Written instruction
Write out every one of the lines below verbatim, omitting the pictures.
[Start Material shown]
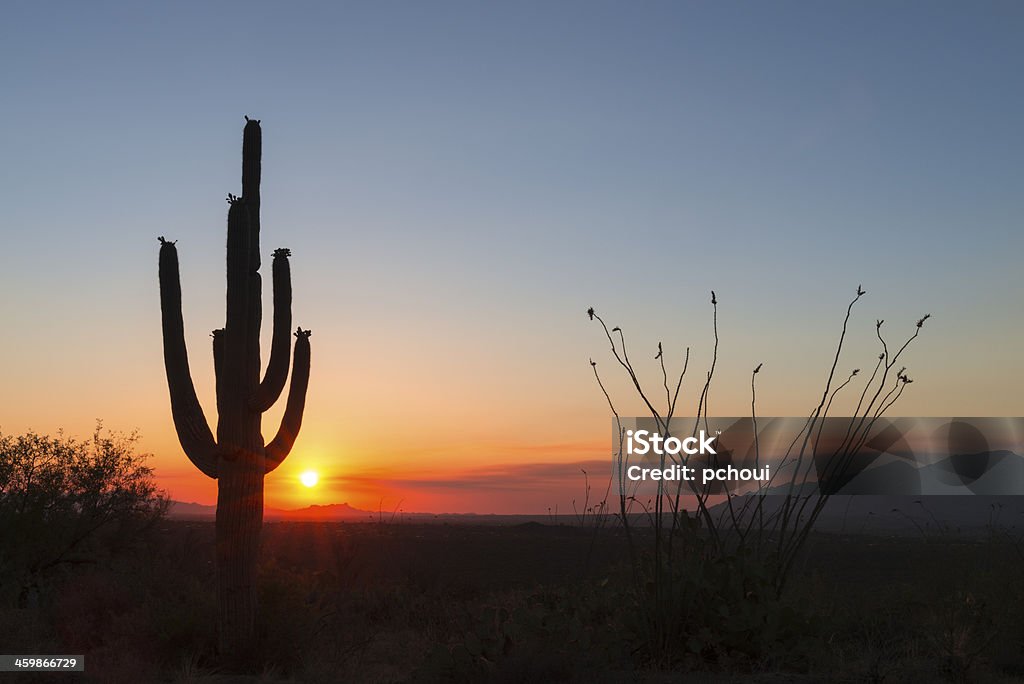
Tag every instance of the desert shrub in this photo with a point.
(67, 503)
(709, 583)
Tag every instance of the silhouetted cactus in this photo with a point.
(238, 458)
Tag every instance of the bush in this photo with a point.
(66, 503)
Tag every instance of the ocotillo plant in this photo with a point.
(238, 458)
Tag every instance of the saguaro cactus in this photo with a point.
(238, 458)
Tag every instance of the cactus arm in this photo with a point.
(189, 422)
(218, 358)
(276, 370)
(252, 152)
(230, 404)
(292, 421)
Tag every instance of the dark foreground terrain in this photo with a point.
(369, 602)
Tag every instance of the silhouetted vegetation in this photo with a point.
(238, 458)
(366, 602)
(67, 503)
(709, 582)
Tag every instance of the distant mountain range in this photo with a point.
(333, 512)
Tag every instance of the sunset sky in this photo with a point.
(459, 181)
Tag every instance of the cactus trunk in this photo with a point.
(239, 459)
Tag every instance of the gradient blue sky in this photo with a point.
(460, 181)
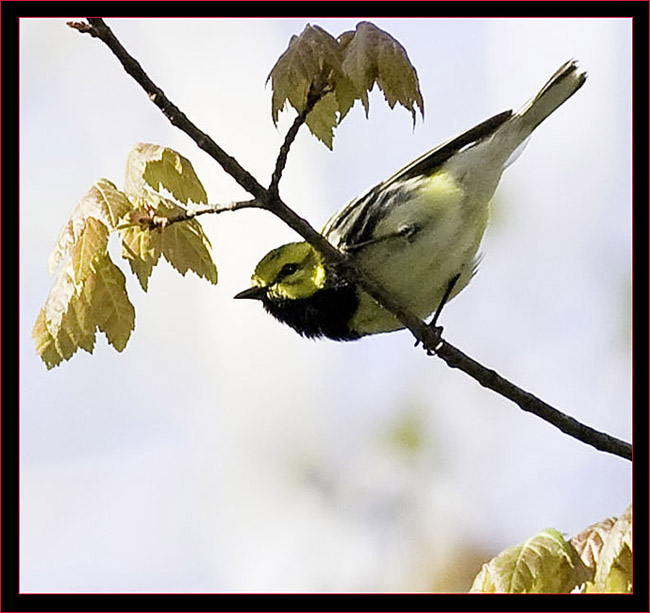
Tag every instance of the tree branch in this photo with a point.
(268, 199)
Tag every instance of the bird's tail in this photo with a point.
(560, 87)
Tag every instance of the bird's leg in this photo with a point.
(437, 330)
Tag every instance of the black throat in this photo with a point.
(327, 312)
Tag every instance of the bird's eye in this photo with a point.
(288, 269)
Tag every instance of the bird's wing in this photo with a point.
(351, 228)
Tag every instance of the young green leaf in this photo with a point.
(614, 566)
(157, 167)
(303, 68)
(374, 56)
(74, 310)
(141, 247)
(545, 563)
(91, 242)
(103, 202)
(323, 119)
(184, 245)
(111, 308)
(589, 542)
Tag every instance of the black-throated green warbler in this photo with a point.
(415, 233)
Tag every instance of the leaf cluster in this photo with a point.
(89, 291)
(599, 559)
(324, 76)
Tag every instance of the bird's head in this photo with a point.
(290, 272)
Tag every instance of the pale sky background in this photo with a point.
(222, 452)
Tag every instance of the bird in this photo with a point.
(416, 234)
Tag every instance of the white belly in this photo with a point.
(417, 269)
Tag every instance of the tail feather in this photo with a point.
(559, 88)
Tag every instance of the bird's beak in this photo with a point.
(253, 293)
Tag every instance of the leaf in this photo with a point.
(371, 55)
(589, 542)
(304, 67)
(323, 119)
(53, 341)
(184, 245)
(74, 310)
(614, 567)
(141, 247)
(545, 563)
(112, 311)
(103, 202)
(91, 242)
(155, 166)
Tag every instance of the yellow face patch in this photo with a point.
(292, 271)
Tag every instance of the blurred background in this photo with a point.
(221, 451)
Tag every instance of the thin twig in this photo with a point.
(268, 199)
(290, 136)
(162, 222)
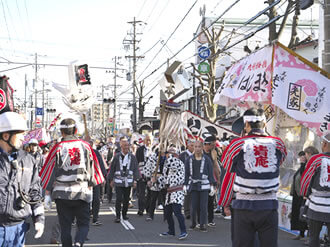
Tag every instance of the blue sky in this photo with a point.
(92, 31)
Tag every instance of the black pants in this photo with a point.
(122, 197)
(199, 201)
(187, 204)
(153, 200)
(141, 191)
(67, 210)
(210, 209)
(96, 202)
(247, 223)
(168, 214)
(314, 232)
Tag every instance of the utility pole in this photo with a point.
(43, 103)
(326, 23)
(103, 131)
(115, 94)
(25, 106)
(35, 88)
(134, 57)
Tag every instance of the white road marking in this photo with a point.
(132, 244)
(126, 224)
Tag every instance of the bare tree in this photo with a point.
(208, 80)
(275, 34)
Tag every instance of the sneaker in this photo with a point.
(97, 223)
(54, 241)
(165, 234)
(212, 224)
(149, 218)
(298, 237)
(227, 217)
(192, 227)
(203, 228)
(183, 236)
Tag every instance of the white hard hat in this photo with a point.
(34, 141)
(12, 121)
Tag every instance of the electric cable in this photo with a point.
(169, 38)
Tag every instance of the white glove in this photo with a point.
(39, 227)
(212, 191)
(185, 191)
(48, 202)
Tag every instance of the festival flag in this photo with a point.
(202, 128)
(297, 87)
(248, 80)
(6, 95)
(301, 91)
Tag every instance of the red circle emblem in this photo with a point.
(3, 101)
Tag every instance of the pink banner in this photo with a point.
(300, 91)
[End Material shown]
Written answer
Tag every instance of the desert shrub in this photo with a point.
(67, 503)
(709, 583)
Tag every instance of the silhouetted cactus in this photo with a point.
(238, 458)
Tag every instance of the bush in this photo with a point.
(66, 503)
Tag every instance of the ocotillo plant in this photo with a point.
(238, 458)
Tag every instance of the saguaro cactus in this photo with a point.
(238, 458)
Tag every instance of the cactus arm in this photo with a point.
(189, 422)
(218, 358)
(276, 370)
(252, 152)
(230, 404)
(292, 421)
Tag every instance of the dark foreground terrain in this photo with a point.
(369, 602)
Tag every instance of the silhouetted vegetation in this photo with a point.
(238, 458)
(366, 602)
(67, 503)
(709, 582)
Tag every instance of the distant mountain range in this photo with a point.
(333, 512)
Tag every instance of the sunset sky in this photo with a point.
(459, 181)
Tag every instance of the cactus trunk in this photo with a point.
(239, 459)
Tag every instance of the gradient blue sky in this photo with a point.
(460, 181)
Tag every instance of the tree branch in this photo with a point.
(268, 199)
Tag every instance of the bird's tail in this photo with a point.
(560, 87)
Tag every instance of the bird's leg in this photo with a point.
(437, 330)
Tag every instance of the black throat in this photo with a point.
(327, 312)
Tag every instance of the bird's eye in this photo with a point.
(288, 269)
Tag every instance of the bird's wing in this photo with a point.
(351, 228)
Tag every instance of the young green leaf in this photo with a point.
(614, 566)
(157, 167)
(303, 68)
(374, 56)
(74, 310)
(141, 247)
(545, 563)
(91, 242)
(103, 202)
(323, 119)
(184, 245)
(111, 308)
(589, 542)
Tag every instance of the black-throated green warbler in this photo with a point.
(415, 233)
Tag every instance of the leaf cluster in this photo with a point.
(89, 291)
(599, 559)
(324, 76)
Tag every instance of the bird's head in this photo with a point.
(290, 272)
Tag every instance of the pale sky background in this photo with a point.
(222, 452)
Tag every instance of the bird in this photo with a point.
(416, 234)
Tag every instance of the white belly in this photo with a point.
(417, 269)
Tag every instance of the tail feather in this photo with a point.
(559, 88)
Tag every instance of the bird's beak in this photo with a point.
(253, 293)
Tag every instance of the leaf in this photo with a point.
(371, 55)
(589, 542)
(304, 67)
(323, 119)
(53, 341)
(184, 245)
(74, 310)
(614, 567)
(141, 247)
(545, 563)
(112, 311)
(103, 202)
(91, 242)
(155, 166)
Tag every instance of the yellow face patch in this photo with a point.
(292, 271)
Tag every instance of the blurred background in this photo with a point.
(221, 451)
Tag every instance of the thin twig in this photo with a point.
(268, 199)
(290, 136)
(162, 222)
Tag every instance of the blue sky in this photo with a point.
(92, 31)
Tag every instance of the black pants in this photo with a point.
(122, 197)
(199, 201)
(187, 204)
(153, 200)
(141, 191)
(67, 210)
(210, 209)
(96, 202)
(247, 223)
(168, 214)
(314, 232)
Tag every instance of the utility pole in this photo with a point.
(43, 103)
(326, 23)
(103, 131)
(115, 94)
(25, 106)
(35, 88)
(134, 57)
Tag every instance of the white road marking in this photo with a point.
(132, 244)
(126, 224)
Tag every instance of the bare tree in this photo with a point.
(208, 80)
(275, 34)
Tag every instance of the sneaker in this photo with a point.
(97, 223)
(54, 241)
(165, 234)
(212, 224)
(149, 218)
(298, 237)
(227, 217)
(192, 227)
(203, 228)
(183, 236)
Tag every instance of the white hard hat in this photo with a point.
(34, 141)
(12, 121)
Tag every instance of the electric cable in this photo with a point.
(169, 38)
Tag every instance of the white glove in this photo with a point.
(39, 227)
(212, 191)
(185, 191)
(48, 202)
Tag every instance of the festival flag in this photo with a point.
(202, 128)
(297, 87)
(248, 80)
(6, 95)
(301, 91)
Tag every instance of the red circle emblem in this photo with a point.
(3, 101)
Tag every instance of the pink banner in this photo with a point.
(300, 91)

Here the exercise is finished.